> **PASSAGE**
President of the Valencian Community
- Incumbent
- Assumed office 29 November 2025
- Monarch: Felipe VI
- Preceded by: Carlos Mazón

Member of the Corts Valencianes
- Incumbent
- Assumed office 28 June 2023
- Constituency: Alicante

Personal details
- Born: 1976 (age 49–50)
- Party: People's Party

= Juanfran Pérez Llorca =

Spanish politician (born 1976)

Juan Francisco "Juanfran" Pérez Llorca (/ca-valencia/; born 1976) is a Spanish politician serving as president of the Valencian Government since November 2025 and as a member of the Corts Valencianes since 2023. He has served as secretary general of the People's Party of the Valencian Community since 2023, and as spokesperson of its group in the Corts since 2024. He served as mayor of Finestrat from 2015 to 2025.

== Political career ==
Pérez Llorca joined the People's Party (PP) in 2003 when running for election to the council in Finestrat in the Province of Alicante. He was elected to the council with his party in opposition, forming government in 2007 after breaking the hegemony of the Spanish Socialist Workers' Party (PSOE). He spent eight years in charge of urban planning in the government of mayor Honorato Algado.

> **TASK SET**
a – In the Pérez Llorca article, list every position that the paragraph beginning "Juan Francisco" says he holds or has held.
b – Write the next part of the Pérez Llorca political career section, picking up after its final sentence.
The records after this point have no connection to the article on Juanfran Pérez Llorca.

> **STORED DATA**
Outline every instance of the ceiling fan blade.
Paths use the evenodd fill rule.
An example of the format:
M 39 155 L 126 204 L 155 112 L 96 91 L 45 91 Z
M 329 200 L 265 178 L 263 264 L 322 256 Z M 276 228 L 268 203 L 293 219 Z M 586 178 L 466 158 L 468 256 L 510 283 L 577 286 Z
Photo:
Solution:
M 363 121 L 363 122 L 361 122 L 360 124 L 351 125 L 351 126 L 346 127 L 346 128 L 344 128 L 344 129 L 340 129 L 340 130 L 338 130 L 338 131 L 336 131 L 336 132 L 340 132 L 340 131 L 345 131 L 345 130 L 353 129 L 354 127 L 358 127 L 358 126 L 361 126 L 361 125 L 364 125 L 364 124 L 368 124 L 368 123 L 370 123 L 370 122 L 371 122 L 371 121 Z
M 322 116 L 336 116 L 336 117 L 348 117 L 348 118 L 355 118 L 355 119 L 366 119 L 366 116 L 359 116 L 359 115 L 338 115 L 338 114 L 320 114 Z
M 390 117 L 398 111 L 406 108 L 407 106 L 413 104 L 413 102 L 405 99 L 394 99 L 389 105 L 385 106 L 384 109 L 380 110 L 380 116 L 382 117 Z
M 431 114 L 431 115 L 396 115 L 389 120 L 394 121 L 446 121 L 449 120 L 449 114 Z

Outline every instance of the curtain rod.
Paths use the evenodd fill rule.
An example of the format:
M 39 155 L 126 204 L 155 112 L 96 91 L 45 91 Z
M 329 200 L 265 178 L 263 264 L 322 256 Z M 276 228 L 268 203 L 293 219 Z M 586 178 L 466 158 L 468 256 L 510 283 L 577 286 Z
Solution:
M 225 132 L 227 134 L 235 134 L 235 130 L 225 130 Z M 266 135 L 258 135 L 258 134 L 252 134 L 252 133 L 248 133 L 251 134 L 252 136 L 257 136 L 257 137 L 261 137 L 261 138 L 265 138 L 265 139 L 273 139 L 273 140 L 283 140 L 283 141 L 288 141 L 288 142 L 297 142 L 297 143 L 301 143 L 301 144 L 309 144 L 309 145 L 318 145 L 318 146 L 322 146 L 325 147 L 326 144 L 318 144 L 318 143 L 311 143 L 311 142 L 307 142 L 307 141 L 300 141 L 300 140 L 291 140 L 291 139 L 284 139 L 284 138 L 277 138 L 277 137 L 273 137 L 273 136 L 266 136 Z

> **RESPONSES PER TASK**
a –
- President of the Valencian Government
- Member of the Corts Valencianes
- Secretary general of the People's Party of the Valencian Community
- Spokesperson of its group in the Corts
- Mayor of Finestrat

b –
For the 2023 Valencian regional election, Pérez Llorca was third on the PP list in the Alicante constituency. He was elected as his party came first with 15 out of 35 seats in the constituency. In July 2024, he succeeded Miguel Barrachina as his party's spokesperson in the Corts Valencianes.

In August 2023, Pérez Llorca went from vice secretary of organisation of the People's Party of the Valencian Community (PPCV) to secretary general, the second highest position in the party. He replaced María José Catalá, the mayor of Valencia. In July 2025, he was appointed to the Executive Committee of the PP by its national leader Alberto Núñez Feijóo.

===President of the Valencian Government===
In November 2025, Carlos Mazón announced his resignation as President of the Valencian Government due to criticism since the 2024 Spanish floods. Pérez Llorca was nominated as his successor, with the support of the Valencian PP and the designation of the national body. On 27 November, the regional parliament elected him as president, with Vox also voting in favour. The following day, he resigned as mayor and councillor in Finestrat, to be succeeded by Nati Algado. On 2 December, in his first speech as president, he apologised to the victims of the floods.